SUPPLIED MATERIAL
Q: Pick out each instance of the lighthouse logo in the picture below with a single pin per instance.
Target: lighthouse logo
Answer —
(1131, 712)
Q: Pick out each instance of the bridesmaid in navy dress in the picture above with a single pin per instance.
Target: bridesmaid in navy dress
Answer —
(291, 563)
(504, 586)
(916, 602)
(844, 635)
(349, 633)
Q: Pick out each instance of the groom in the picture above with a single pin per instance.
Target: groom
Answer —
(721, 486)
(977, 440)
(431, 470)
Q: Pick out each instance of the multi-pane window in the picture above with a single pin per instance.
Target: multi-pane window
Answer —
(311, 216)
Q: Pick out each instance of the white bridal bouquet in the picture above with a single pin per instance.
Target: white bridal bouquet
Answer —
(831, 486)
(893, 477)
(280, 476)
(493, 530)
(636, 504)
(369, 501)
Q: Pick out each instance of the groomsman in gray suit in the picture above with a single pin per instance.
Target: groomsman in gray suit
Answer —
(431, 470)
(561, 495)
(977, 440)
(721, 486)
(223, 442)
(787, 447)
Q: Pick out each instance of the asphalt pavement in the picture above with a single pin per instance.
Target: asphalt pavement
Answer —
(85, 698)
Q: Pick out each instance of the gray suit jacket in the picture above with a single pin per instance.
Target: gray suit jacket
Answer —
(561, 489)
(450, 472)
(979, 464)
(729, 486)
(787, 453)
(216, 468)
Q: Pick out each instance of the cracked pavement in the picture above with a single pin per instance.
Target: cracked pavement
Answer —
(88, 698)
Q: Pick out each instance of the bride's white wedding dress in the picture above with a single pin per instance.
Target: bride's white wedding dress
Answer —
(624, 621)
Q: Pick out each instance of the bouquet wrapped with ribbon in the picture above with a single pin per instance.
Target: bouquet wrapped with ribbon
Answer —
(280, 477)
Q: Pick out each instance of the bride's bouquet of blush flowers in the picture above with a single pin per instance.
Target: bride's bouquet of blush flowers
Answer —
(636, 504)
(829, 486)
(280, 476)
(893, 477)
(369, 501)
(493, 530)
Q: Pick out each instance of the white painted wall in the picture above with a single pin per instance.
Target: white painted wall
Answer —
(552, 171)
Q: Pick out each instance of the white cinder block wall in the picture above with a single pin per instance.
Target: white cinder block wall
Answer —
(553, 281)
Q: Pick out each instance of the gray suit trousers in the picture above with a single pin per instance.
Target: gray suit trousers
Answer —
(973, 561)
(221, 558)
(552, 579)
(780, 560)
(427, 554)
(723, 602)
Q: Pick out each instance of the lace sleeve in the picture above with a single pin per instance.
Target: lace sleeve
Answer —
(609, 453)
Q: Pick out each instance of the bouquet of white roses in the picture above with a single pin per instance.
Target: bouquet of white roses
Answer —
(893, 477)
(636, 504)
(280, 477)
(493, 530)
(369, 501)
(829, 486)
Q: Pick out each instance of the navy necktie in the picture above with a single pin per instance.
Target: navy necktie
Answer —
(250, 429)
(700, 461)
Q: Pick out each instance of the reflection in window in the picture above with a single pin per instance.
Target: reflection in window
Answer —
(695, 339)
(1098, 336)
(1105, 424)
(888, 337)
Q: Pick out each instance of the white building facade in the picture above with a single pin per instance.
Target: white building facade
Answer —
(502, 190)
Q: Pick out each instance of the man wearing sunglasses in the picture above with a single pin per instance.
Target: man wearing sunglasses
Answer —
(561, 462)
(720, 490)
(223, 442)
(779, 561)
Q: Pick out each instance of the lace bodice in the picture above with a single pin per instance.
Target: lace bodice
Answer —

WORK REQUEST
Each line of the entries that contains the word "trousers" should be listed.

ANSWER TO THIS TASK
Q: Pick out each instance of the gray suit trousers in the picture above with a single pin per instance.
Target: gray suit trousers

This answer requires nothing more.